- **Work to be completed**
Could you copy out all the items below with "field log" swapped for "scouting report" and nothing else changed, leaving the pictures out?

- **Records for this task**
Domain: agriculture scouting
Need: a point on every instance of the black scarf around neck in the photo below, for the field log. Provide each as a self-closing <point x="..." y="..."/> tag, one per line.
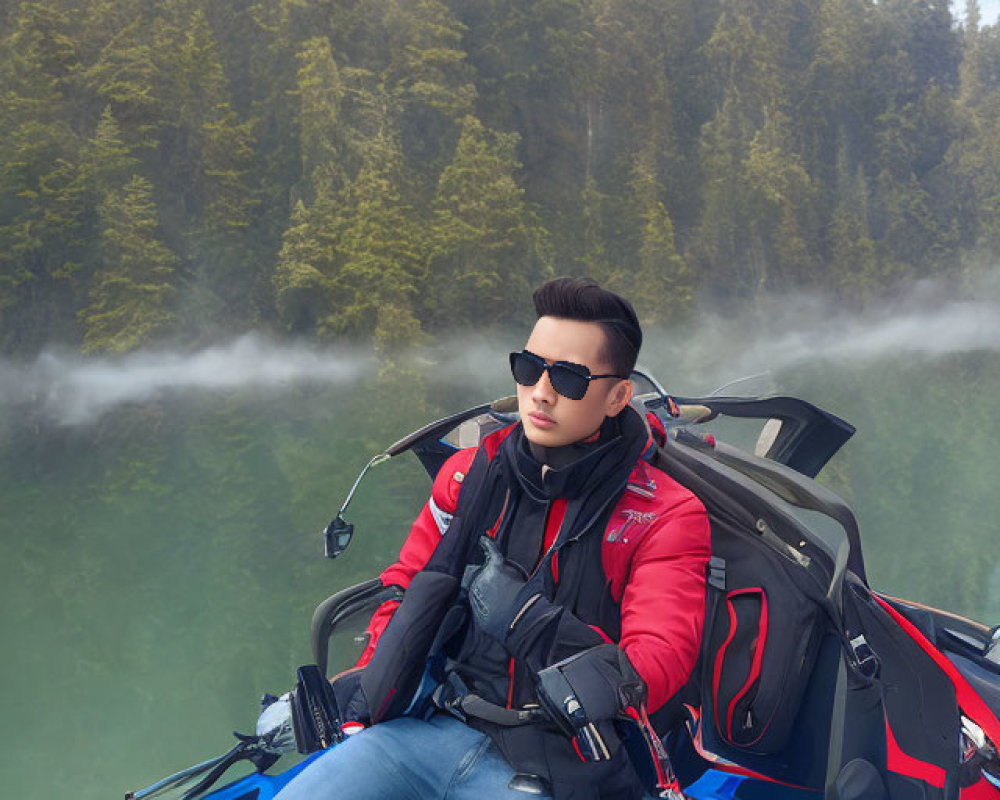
<point x="590" y="477"/>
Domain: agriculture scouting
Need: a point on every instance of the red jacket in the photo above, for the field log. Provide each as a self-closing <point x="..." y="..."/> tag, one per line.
<point x="655" y="554"/>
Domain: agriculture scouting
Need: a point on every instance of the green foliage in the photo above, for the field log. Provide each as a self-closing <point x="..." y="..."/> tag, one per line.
<point x="486" y="249"/>
<point x="316" y="163"/>
<point x="131" y="293"/>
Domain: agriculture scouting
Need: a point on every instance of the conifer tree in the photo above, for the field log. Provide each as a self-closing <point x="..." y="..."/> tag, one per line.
<point x="132" y="292"/>
<point x="379" y="252"/>
<point x="486" y="249"/>
<point x="658" y="282"/>
<point x="43" y="213"/>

- **Solution**
Domain: agriculture scouting
Need: a point on every instance of the black scarf around neck in the photo below, for the scouting report. Provide each as a self-closing <point x="..." y="..."/> tag, one per line.
<point x="590" y="477"/>
Domain: agriculture scouting
Need: a point on every instance of the red jacket in the photo above, for the scouting report. Provide each as a self-closing <point x="..." y="..."/> tag, one per line.
<point x="655" y="554"/>
Domain: agriculture scouting
Need: a point on every instance of the green foliage in the photo above, for the scouting report. Provide each as a self-closing <point x="..." y="..."/> tag, one per line.
<point x="486" y="249"/>
<point x="316" y="163"/>
<point x="131" y="293"/>
Domain: agriculture scouting
Need: a point on every instance of the conifer tree in the photo above, for the scouting report. Provide each as a self-closing <point x="..." y="..."/> tag, one per line.
<point x="132" y="292"/>
<point x="379" y="252"/>
<point x="486" y="249"/>
<point x="658" y="282"/>
<point x="43" y="213"/>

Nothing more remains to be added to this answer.